──────── Data for the task ────────

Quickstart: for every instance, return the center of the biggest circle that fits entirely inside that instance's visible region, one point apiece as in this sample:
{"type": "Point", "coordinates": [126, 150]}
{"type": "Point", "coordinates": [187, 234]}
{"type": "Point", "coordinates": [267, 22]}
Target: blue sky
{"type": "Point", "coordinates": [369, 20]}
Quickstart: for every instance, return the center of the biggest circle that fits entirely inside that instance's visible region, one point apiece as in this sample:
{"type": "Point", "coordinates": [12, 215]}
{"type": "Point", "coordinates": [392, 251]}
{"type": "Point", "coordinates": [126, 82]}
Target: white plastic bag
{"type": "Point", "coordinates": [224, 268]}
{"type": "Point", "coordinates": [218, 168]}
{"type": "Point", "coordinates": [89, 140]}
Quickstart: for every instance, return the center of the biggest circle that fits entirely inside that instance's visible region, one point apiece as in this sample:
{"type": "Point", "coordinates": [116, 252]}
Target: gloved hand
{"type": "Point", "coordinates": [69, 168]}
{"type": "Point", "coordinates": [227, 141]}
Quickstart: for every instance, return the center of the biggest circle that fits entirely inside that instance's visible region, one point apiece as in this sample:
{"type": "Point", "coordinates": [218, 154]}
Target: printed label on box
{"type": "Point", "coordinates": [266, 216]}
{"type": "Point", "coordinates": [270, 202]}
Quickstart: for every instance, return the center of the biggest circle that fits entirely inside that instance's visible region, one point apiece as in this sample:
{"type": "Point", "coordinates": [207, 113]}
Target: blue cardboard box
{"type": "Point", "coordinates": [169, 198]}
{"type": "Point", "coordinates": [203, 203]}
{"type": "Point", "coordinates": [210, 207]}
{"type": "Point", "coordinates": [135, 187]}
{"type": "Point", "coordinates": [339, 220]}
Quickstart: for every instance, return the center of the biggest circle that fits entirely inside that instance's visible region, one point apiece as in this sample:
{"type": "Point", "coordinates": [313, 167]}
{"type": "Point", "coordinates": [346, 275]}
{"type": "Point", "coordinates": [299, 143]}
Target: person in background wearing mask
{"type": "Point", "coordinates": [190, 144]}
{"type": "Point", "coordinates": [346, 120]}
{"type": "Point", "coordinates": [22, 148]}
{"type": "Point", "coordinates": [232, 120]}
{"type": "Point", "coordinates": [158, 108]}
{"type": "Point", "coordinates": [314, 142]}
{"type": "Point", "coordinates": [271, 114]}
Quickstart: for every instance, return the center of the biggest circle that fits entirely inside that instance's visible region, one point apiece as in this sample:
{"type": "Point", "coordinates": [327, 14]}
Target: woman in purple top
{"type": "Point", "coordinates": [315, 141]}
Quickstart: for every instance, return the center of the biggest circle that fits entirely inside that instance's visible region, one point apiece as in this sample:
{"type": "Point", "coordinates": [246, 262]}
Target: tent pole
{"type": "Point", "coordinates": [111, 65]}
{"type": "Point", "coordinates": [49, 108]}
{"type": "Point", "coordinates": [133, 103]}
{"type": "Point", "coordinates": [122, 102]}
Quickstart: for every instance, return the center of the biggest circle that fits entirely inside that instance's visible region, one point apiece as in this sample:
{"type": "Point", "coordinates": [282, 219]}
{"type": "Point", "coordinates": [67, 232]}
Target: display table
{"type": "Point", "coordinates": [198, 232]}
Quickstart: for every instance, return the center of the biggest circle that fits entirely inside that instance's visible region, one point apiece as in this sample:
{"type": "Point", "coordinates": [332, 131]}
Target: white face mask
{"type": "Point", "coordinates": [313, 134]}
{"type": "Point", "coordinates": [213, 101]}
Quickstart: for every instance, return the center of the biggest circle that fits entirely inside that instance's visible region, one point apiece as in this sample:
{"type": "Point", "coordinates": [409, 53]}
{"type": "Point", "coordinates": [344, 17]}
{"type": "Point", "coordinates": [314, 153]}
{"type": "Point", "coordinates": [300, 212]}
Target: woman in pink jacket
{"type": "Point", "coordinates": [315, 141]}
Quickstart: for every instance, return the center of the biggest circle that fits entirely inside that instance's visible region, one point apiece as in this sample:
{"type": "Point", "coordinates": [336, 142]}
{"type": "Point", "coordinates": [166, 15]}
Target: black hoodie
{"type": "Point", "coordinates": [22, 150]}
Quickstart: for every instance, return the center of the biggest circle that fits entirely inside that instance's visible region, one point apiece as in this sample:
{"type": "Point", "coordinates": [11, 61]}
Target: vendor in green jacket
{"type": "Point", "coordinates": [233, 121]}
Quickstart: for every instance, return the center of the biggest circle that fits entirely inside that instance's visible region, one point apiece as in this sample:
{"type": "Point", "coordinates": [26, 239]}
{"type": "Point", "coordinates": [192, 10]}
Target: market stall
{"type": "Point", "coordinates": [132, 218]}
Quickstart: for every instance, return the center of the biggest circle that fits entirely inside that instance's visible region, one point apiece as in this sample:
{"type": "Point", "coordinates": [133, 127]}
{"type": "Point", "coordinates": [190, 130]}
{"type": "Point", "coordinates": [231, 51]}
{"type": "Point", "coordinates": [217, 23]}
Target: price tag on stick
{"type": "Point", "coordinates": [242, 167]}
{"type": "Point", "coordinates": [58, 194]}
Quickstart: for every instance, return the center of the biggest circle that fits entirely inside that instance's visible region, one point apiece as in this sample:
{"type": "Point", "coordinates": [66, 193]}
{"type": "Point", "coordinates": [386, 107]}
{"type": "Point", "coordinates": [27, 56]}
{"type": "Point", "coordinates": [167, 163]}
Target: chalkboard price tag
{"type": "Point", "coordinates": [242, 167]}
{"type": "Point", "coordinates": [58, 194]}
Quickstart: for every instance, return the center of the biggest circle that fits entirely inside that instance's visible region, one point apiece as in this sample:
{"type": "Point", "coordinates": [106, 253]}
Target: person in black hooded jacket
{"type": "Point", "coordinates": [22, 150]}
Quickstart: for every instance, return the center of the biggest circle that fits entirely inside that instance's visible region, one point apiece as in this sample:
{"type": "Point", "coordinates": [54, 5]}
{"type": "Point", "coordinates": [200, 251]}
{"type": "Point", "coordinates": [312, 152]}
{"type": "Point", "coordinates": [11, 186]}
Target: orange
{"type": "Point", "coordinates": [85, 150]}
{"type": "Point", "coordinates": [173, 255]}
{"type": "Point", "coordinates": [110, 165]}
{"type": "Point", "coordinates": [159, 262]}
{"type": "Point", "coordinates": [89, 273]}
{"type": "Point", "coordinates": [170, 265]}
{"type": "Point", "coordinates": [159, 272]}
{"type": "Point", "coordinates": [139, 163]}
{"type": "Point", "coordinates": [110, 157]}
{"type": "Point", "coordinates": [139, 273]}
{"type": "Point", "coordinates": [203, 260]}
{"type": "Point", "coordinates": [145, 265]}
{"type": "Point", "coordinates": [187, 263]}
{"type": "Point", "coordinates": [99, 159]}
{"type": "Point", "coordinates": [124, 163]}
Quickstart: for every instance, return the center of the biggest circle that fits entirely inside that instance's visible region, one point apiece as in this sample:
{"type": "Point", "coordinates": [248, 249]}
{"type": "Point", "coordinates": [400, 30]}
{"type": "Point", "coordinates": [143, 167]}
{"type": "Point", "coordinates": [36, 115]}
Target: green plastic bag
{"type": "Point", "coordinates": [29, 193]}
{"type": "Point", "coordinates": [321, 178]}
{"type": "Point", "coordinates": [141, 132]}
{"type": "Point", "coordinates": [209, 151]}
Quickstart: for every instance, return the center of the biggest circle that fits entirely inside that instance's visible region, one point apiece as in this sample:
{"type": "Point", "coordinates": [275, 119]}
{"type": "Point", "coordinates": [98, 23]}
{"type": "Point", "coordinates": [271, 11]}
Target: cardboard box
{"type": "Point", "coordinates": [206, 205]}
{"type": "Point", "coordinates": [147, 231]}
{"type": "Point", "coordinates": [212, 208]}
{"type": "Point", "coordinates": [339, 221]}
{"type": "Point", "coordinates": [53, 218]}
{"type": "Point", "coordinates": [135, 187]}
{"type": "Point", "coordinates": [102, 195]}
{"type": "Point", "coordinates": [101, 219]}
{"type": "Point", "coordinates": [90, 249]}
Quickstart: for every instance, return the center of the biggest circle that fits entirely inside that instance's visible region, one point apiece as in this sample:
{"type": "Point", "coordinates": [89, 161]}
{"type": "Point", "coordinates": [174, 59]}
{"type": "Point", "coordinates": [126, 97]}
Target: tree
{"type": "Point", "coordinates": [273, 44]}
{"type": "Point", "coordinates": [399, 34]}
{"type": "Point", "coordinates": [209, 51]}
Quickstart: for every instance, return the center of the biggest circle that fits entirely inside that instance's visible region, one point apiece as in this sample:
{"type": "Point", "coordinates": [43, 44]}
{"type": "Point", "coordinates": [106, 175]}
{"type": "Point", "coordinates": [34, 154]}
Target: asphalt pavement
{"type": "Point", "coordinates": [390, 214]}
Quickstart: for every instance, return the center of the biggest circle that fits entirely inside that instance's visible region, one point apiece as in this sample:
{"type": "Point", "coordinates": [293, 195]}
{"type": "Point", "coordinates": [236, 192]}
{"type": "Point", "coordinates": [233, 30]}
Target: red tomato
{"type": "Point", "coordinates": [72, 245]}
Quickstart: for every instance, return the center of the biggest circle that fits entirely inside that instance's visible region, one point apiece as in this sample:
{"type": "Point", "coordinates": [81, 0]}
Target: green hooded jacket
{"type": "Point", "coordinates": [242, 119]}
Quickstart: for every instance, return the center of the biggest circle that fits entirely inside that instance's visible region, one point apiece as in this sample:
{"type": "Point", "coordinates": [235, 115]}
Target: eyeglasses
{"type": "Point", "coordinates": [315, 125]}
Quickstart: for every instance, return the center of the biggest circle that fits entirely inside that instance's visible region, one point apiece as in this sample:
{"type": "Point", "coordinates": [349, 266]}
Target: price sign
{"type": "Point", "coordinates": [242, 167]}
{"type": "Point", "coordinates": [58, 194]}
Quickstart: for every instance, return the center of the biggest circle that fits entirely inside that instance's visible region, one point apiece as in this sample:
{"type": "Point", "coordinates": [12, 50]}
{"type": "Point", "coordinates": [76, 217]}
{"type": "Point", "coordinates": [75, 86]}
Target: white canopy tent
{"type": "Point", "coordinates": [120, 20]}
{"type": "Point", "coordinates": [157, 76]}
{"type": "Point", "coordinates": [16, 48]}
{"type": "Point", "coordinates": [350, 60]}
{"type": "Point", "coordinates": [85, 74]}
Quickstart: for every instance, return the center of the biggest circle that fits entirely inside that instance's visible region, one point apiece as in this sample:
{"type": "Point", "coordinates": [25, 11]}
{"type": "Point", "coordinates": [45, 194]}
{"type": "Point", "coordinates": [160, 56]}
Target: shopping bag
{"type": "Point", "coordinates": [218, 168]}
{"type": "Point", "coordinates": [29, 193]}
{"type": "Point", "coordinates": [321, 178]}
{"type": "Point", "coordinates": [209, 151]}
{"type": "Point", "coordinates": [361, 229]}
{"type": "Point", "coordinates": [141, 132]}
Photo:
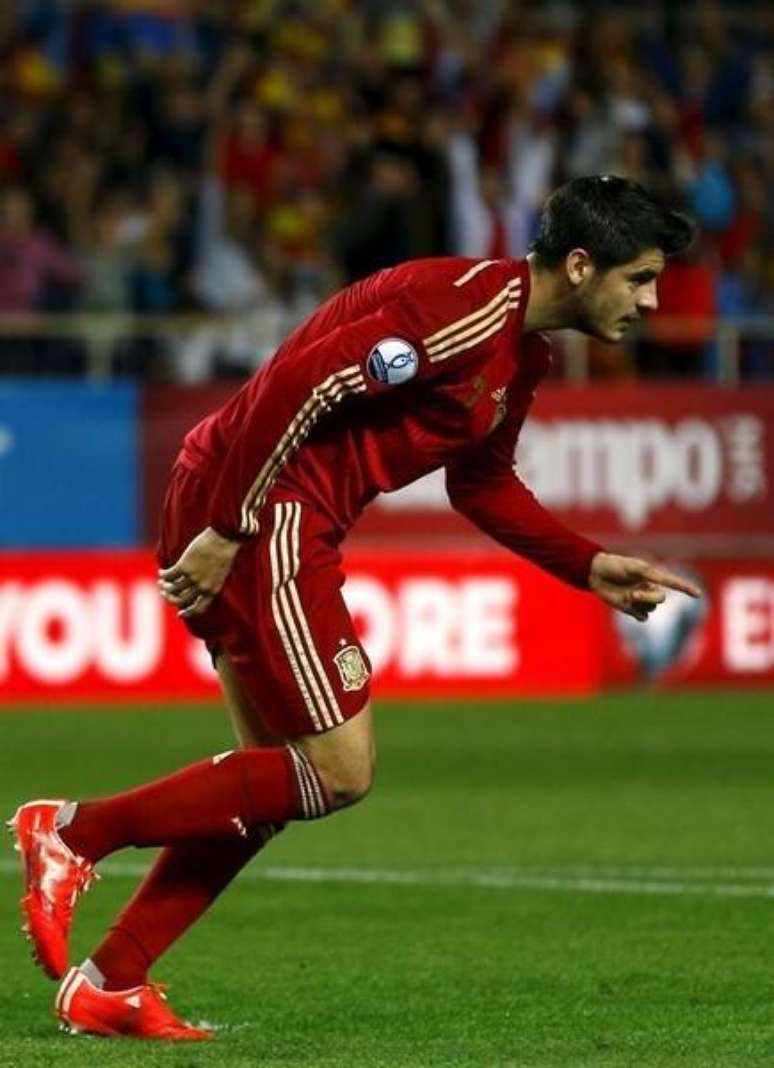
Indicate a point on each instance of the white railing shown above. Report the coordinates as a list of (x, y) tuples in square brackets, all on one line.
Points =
[(187, 342)]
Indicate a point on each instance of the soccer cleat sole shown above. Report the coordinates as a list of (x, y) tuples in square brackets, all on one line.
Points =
[(49, 968)]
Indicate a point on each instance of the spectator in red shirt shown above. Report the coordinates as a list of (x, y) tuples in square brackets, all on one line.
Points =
[(30, 258)]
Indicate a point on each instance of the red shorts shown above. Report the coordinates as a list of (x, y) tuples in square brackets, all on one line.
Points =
[(280, 617)]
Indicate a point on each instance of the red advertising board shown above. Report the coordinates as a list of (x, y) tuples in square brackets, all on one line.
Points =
[(638, 464), (91, 626)]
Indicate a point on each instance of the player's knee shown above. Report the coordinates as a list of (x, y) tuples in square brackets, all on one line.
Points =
[(346, 785)]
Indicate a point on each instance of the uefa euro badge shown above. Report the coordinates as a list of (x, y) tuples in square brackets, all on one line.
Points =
[(351, 668), (393, 361)]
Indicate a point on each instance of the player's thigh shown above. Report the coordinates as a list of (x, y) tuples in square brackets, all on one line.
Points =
[(248, 722), (286, 630)]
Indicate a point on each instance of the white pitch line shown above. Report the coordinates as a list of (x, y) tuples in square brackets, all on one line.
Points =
[(588, 883)]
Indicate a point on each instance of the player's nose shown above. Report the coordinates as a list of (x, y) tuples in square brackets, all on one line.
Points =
[(648, 299)]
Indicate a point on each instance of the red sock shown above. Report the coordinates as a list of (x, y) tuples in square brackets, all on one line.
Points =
[(182, 884), (226, 795)]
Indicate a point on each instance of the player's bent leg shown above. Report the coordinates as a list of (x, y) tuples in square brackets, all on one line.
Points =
[(344, 758), (186, 878)]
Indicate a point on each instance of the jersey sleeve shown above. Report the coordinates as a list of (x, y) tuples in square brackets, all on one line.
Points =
[(484, 486)]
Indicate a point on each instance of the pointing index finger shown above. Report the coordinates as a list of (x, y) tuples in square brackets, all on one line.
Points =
[(673, 581)]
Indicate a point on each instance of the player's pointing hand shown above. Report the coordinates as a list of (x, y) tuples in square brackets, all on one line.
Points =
[(193, 581), (633, 585)]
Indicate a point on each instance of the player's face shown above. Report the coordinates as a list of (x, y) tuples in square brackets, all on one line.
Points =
[(612, 300)]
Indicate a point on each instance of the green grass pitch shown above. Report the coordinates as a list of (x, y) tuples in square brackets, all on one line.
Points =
[(580, 884)]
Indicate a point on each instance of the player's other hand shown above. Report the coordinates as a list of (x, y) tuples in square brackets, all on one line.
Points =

────────

### Your objective
Within the data above, the span starting at the line containing "Indicate a point on each instance of the red sock" and ending at the line containing "Indicate a point on each instance of the player's bent" is to be retyped exactly, with no other lines.

### Output of the exercise
Indicate a point on each instance of the red sock shown above. Report the coordinates as a list of (x, y) tuples in square brackets, all on one line.
Points =
[(182, 884), (226, 795)]
Indicate a point on each instance of the player's bent leg shown above. Report the coordinates as a list of (x, y) tuples in square brackets, all on one line.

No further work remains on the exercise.